:: Given passage ::

########

Pages

Wednesday, June 6, 2018

A Ginger Beer Factory

I don’t like beer, and I don’t do alcohol, but I do like ginger beer. If I close my eyes, I can conjure an image of happily sipping ginger beer in the sun. Sort of like my images of restfully, calmly drinking tea. It’s a symbol.
So when Anchorage Community House offered a class on Natural Sodas – to include “probiotic honey lemonade and ginger beer” – I was hooked at ginger beer. Not to mention “walk away with final instructions and full bottles.”

I re-discovered my friend Laura as the teacher of the class, too. She assigned us to stations to mix up our varieties. I grabbed the ginger beer station, and my job was to boil sliced up ginger for 15 minutes. Someone else was squeezing lemons, and all of us were sterilizing old kombucha bottles.

After I added sugar, cool water, and lemon juice, Laura poured in her Ginger Bug. Ginger Bug is like sourdough starter; it has to sit and ferment. Since we were doing the make-it-in-2-hours version, we relied on Laura’s homegrown Bug to kick off our natural fermentation.

Then, proudly carrying our bottles of sodas, we went home with instructions to place them in a warm spot and keep a good eye on the pressure. Laura had several stories of bottle explosions in her garage or in someone’s backpack. As long as the soda remains warm, it will keep bubbling and bubbling. You have to get it cold to slow down the process.

This was a Sunday. We were told to check on our bottles on Tuesday, that the plastic lids might bulge a little so we’d know they were building pressure. I stuck my bottles in the laundry room, on top of the boiler.

########

:: Supplied entries ::
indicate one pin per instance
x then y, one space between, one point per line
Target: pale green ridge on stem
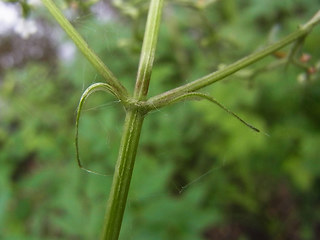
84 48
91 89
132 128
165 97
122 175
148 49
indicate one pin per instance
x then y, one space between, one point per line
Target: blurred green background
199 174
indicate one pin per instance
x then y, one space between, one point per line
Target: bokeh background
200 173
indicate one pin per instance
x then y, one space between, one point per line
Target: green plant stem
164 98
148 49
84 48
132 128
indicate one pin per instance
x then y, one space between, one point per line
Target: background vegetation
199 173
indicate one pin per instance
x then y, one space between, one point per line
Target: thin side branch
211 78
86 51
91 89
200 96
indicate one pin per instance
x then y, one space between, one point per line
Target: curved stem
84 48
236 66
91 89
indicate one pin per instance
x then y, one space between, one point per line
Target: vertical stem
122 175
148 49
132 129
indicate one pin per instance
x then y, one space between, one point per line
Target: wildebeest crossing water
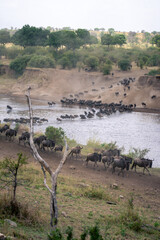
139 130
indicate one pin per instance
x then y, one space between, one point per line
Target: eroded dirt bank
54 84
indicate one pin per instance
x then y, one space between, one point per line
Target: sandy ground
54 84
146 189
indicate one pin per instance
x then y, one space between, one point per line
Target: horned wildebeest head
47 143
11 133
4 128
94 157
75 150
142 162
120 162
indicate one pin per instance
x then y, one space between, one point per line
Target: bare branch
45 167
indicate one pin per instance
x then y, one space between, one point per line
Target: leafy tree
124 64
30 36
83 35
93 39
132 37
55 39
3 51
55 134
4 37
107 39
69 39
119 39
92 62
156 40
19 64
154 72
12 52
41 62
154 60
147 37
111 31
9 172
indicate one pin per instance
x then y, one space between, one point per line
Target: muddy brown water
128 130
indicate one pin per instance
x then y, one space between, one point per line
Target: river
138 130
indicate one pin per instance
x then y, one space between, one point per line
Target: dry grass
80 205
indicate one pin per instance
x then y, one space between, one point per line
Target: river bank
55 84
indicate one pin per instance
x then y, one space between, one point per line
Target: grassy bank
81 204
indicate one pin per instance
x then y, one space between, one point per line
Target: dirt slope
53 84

########

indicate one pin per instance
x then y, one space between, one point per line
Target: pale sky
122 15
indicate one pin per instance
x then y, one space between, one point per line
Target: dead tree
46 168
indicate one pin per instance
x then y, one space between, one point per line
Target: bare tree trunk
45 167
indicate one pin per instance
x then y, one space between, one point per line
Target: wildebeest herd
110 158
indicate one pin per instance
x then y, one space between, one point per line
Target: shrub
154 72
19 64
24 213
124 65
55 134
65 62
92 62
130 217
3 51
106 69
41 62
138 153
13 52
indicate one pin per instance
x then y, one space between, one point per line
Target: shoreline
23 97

########

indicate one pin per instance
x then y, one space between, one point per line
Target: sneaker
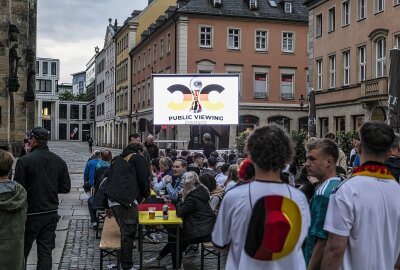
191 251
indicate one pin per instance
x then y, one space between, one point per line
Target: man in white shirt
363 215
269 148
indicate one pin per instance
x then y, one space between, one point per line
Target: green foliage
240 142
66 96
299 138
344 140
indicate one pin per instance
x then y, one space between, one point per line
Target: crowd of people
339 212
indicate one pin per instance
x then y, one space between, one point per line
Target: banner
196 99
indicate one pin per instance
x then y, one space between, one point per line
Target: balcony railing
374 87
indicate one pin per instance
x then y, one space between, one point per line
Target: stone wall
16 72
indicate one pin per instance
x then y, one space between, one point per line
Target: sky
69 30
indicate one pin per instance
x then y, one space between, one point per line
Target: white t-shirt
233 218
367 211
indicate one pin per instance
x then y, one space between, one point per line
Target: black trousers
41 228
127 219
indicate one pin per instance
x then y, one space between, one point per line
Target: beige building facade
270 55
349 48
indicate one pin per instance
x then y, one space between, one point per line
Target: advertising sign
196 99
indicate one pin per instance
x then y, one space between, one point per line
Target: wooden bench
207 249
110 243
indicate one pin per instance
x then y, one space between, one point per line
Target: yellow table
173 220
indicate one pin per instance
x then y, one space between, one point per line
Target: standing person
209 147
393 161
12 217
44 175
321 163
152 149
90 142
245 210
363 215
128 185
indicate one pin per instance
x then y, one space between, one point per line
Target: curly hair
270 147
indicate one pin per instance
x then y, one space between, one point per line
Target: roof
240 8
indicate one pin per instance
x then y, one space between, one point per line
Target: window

########

:: Task list ::
**1.** Repeat the stretch of the ginger beer post from "So when Anchorage" through "old kombucha bottles." word for word.
**2.** Which ingredients go into the ginger beer in the ginger beer post? List all of them.
The rows are separate material and are unrelated to the ginger beer post.

:: Answers provided ::
**1.**
So when Anchorage Community House offered a class on Natural Sodas – to include “probiotic honey lemonade and ginger beer” – I was hooked at ginger beer. Not to mention “walk away with final instructions and full bottles.”

I re-discovered my friend Laura as the teacher of the class, too. She assigned us to stations to mix up our varieties. I grabbed the ginger beer station, and my job was to boil sliced up ginger for 15 minutes. Someone else was squeezing lemons, and all of us were sterilizing old kombucha bottles.

**2.**
- Ginger
- Sugar
- Cool water
- Lemon juice
- Ginger Bug